§ **EXCERPT PROVIDED**:
Objective: The goal of this study was to better understand the etiology, clinical characteristics, and prognosis of eating disorders in males.
Method: All males with eating disorders who had been treated at Massachusetts General Hospital from Jan. 1, 1980, to Dec. 31, 1994, were identified. Hospital charts and psychiatric departmental records were reviewed to verify that the eating disorders met DSM-IV criteria and to abstract demographic and clinical data.
Results: One hundred thirty-five males with eating disorders were identified, of whom 62 (46%) were bulimic, 30 (22%) were anorexic, and 43 (32%) met criteria for an eating disorder not otherwise specified. There were marked differences in sexual orientation by diagnostic group; 42% of the male bulimic patients were identified as either homosexual or bisexual, and 58% of the anorexic patients were identified as asexual. Comorbid psychiatric disorders were common, particularly major depressive disorder (54% of all patients), substance abuse (37%), and personality disorder (26%). Many patients had a family history of affective disorder (29%) or alcoholism (37%).
Conclusions: While most characteristics of males and females with eating disorders are similar, homosexuality/bisexuality appears to be a specific risk factor for males, especially for those who develop bulimia nervosa. Future research on the link between sexual orientation and eating disorders would help guide prevention and treatment strategies.

[Stored data]

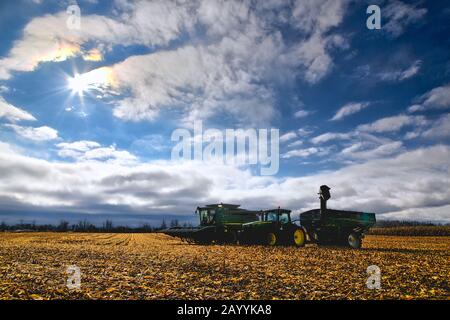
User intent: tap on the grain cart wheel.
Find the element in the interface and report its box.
[293,229,306,247]
[266,232,278,246]
[347,232,362,249]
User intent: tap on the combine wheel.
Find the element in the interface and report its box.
[347,232,362,249]
[266,232,278,247]
[293,228,306,247]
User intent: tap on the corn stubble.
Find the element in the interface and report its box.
[0,233,450,299]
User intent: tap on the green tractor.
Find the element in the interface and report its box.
[300,185,376,249]
[160,203,259,244]
[239,208,306,247]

§ **PROBLEMS TO WORK ON**:
1 - Write out the study abstract word for word, from "Objective: The goal" to "and clinical data.".
2 - According to the study abstract, why did the researchers review hospital charts and psychiatric department records?
You won't need the listing for any of this.

§ **ANSWERS BY ITEM NUMBER**:
1 -
Objective: The goal of this study was to better understand the etiology, clinical characteristics, and prognosis of eating disorders in males.
Method: All males with eating disorders who had been treated at Massachusetts General Hospital from Jan. 1, 1980, to Dec. 31, 1994, were identified. Hospital charts and psychiatric departmental records were reviewed to verify that the eating disorders met DSM-IV criteria and to abstract demographic and clinical data.

2 - They reviewed them to confirm that each patient's eating disorder met DSM-IV criteria. They also used them to pull out demographic and clinical data.